_Directions_
Every entry must be reproduced word for word.

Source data
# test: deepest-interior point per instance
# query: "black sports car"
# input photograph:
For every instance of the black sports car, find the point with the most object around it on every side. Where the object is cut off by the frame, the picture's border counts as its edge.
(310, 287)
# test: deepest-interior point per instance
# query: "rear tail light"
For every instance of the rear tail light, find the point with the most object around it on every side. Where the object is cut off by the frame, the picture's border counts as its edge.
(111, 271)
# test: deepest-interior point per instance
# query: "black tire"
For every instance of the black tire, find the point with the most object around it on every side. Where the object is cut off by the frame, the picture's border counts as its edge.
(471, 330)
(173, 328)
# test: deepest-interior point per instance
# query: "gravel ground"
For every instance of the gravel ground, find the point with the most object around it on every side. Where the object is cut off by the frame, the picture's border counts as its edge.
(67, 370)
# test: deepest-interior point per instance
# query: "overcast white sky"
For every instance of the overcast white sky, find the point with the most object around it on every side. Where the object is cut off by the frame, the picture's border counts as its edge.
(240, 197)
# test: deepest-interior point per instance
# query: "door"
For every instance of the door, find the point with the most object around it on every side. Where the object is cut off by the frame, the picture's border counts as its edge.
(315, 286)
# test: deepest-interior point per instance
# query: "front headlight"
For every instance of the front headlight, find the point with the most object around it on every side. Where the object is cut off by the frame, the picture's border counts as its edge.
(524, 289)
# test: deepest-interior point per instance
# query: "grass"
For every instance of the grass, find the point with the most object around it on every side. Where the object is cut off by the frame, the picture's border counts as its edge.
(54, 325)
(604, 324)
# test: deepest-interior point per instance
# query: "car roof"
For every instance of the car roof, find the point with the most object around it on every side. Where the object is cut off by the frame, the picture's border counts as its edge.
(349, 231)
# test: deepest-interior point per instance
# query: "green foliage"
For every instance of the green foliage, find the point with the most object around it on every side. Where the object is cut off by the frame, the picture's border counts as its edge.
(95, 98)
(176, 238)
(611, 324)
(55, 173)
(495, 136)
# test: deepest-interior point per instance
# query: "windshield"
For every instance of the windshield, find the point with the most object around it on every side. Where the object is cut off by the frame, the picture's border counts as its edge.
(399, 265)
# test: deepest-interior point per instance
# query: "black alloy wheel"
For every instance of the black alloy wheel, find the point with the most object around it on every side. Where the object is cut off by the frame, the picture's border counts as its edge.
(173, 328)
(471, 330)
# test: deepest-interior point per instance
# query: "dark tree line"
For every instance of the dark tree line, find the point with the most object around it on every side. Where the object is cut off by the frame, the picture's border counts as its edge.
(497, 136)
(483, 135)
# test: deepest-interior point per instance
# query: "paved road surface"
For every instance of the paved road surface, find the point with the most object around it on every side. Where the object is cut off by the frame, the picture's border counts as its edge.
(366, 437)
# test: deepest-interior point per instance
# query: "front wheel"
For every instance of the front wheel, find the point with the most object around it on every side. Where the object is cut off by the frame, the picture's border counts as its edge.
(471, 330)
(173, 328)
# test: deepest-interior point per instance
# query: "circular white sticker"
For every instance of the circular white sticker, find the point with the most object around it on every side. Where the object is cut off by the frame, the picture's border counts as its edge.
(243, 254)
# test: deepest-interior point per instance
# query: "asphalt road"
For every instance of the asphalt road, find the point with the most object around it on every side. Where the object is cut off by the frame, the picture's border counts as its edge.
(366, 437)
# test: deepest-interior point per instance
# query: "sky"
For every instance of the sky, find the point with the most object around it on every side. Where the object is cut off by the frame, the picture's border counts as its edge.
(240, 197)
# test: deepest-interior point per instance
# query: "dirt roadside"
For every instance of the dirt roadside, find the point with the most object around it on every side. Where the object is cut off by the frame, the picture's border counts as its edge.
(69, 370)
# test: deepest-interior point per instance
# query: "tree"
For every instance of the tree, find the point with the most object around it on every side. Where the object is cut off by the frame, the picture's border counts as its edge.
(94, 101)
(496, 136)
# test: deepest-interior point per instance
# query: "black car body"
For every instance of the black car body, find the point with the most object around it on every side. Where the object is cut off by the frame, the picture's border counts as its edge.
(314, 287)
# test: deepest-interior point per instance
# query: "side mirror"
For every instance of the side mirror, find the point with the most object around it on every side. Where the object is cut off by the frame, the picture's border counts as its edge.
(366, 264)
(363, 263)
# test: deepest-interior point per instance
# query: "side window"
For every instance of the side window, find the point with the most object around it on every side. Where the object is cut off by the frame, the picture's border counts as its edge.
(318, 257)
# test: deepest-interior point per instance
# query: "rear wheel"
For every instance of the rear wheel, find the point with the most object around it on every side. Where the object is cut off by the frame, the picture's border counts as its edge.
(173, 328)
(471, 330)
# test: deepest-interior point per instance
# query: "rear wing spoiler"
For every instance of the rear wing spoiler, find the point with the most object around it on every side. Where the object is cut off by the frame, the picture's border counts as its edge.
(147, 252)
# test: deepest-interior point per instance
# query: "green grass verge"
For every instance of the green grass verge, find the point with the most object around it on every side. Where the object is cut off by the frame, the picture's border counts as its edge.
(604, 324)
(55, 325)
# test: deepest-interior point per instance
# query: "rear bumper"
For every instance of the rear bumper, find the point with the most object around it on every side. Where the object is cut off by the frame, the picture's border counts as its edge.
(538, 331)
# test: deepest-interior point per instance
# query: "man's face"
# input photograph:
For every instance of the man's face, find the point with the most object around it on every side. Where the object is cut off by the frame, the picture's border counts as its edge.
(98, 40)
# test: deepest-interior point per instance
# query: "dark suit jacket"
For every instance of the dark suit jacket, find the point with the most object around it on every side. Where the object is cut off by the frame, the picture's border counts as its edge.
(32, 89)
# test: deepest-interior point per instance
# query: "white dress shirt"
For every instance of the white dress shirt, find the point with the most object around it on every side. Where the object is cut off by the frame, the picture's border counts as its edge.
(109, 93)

_Task response_
# test: deepest-interior point per instance
# query: "black sports car"
# input photograph:
For every instance of the black sports car, find the point with the most object around it on every side. Where the object is cut off by the frame, the picture's border counts as its edge.
(310, 287)
# test: deepest-interior point per instance
# query: "rear tail light"
For every instance of the rear tail light, find the point with the most object around it on every side. Where the object is cut off by the frame, the picture's border counts as its edge.
(111, 271)
# test: deepest-interior point per instance
# query: "black tire"
For every instance of the black tire, find the point with the most object around it on every side. Where the object is cut off by the frame, the picture's border counts as its edge.
(471, 330)
(173, 328)
# test: deepest-interior point per instance
# query: "gravel ground"
For every instance of the gravel ground, find the point with the most object around it on every side. Where the object is cut off by the frame, the picture's border counts as its edge.
(67, 370)
# test: deepest-interior point per instance
# query: "overcast white sky"
For every instance of the overcast white sky, find the point with the most object around it on every side. Where the object is cut off by the frame, the picture's border counts as its edge.
(240, 197)
# test: deepest-interior point per instance
# query: "door"
For every instance of the door, find the point with the most object around it on every side. Where the object is cut off by the frame, the picture's border counts as its edge.
(315, 286)
# test: deepest-interior point per instance
# query: "front headlight"
For every instance of the front headlight, find the point with the most object around it on every side. Where the object is cut off by the frame, the picture's border counts as its edge.
(524, 289)
# test: deepest-interior point per instance
# query: "grass"
For every instance of the grass, find the point with the most object around it on every side. Where the object is cut off by the frame, the picture's border counts as its edge.
(54, 325)
(604, 324)
# test: deepest-interior point per instance
# query: "car roof"
For every instance of the car roof, find the point with the most object around it on every side. Where the object is cut off by the frame, the picture's border counts as its edge.
(349, 231)
# test: deepest-interior point per instance
# query: "green foliage"
For every instance of the green foliage, find the point with the most object around it on every side. Where the object is cut off by the frame, the picture's border counts as its edge.
(95, 98)
(176, 238)
(611, 324)
(55, 173)
(495, 136)
# test: deepest-interior point per instance
# query: "windshield"
For every instance of the windshield, find the point with the most object around it on every side. Where the object is cut off by the frame, the picture's border counts as its edge.
(399, 265)
# test: deepest-interior point per instance
# query: "black alloy wheel"
For every instance of the black alloy wheel, find the point with the most object around it on every side. Where the object is cut off by the frame, the picture's border counts as its edge.
(173, 328)
(471, 330)
# test: deepest-interior point per instance
# query: "dark tree line"
For every instance of the dark tree line, find the point with the most object around it on every side. Where the object is cut off by the frame, the picture's border counts as its edge.
(497, 136)
(483, 135)
# test: deepest-interior point per instance
# query: "paved road surface"
For every instance of the paved road surface, find the point with the most object around it on every side. Where the object is cut off by the frame, the picture's border counts as its edge.
(366, 437)
# test: deepest-interior point per instance
# query: "front wheel"
For every instance of the front wheel, find the point with the most object around it on every side. Where the object is cut off by the frame, the picture's border counts as its edge.
(471, 330)
(173, 328)
# test: deepest-interior point per instance
# query: "circular white sticker"
For every instance of the circular white sticker, find the point with the most object around it on every side. Where the object is cut off by the frame, the picture's border counts as its edge.
(243, 254)
# test: deepest-interior point per instance
# query: "asphalt road"
For every instance of the asphalt road, find the point with the most object around it on every side. Where the object is cut off by the frame, the picture's border counts as its edge.
(366, 437)
# test: deepest-interior point per instance
# query: "sky"
For every instance of the sky, find the point with the most object around it on every side. Where the object is cut off by the frame, the picture's border counts as its edge.
(240, 197)
# test: deepest-interior point per instance
# query: "dirt roadside"
For every instance of the dirt roadside, find the point with the most object around it on every side. Where the object is cut off by the frame, the picture's border counts as its edge.
(69, 370)
# test: deepest-interior point per instance
# query: "tree"
For every instance of the tree, find the point with the most object around it on every side. Where the object is cut off by the frame, the picture's border counts as its edge.
(94, 101)
(496, 136)
# test: deepest-interior point per instance
# query: "black car body"
For every instance of the black car body, find the point with the most object around it on every side. Where the object is cut off by the frame, the picture's border counts as its edge.
(314, 287)
# test: deepest-interior point per instance
# query: "side mirror"
For every instance of the side mirror, find the point with the most object around it on every side. Where the object is cut off by the frame, the picture's border counts as its edge.
(366, 264)
(363, 263)
# test: deepest-interior point per instance
# query: "side window"
For every instance of the side window, find the point with the most object around it on every side. Where the object is cut off by the frame, the picture's border counts as its edge.
(318, 257)
# test: deepest-interior point per instance
# query: "rear wheel"
For every instance of the rear wheel, find the point with the most object around it on every side. Where the object is cut off by the frame, the picture's border counts as its edge.
(173, 328)
(471, 330)
# test: deepest-interior point per instance
# query: "rear wing spoiler"
For every instance of the rear wing spoiler, find the point with the most object around it on every side. Where the object is cut off by the frame, the picture's border counts as its edge.
(147, 252)
# test: deepest-interior point per instance
# query: "green grass verge"
For every instance of the green grass verge, find the point with the most object around it on every side. Where the object is cut off by the frame, the picture's border counts as its edge.
(604, 324)
(55, 325)
# test: deepest-interior point per instance
# query: "rear bumper"
For every instance of the rear bumper, find the point with the most object around it on every side. Where the object is cut off by the frame, the picture's border counts as its edge.
(538, 331)
# test: deepest-interior point per instance
# query: "man's face"
# input photograph:
For every instance of the man's face, find the point with the most object around it on every side. Where the object is cut off by the frame, the picture's border counts as its edge.
(98, 40)
# test: deepest-interior point per instance
# query: "dark suit jacket"
For every instance of the dark suit jacket, find the point with the most object around it on every side. Where the object is cut off by the frame, the picture's border counts as its edge.
(32, 89)
# test: deepest-interior point per instance
# query: "white dress shirt"
For every instance of the white dress shirt, find the point with the most object around it on every side. Where the object is cut off by the frame, the picture's border counts as its edge.
(109, 93)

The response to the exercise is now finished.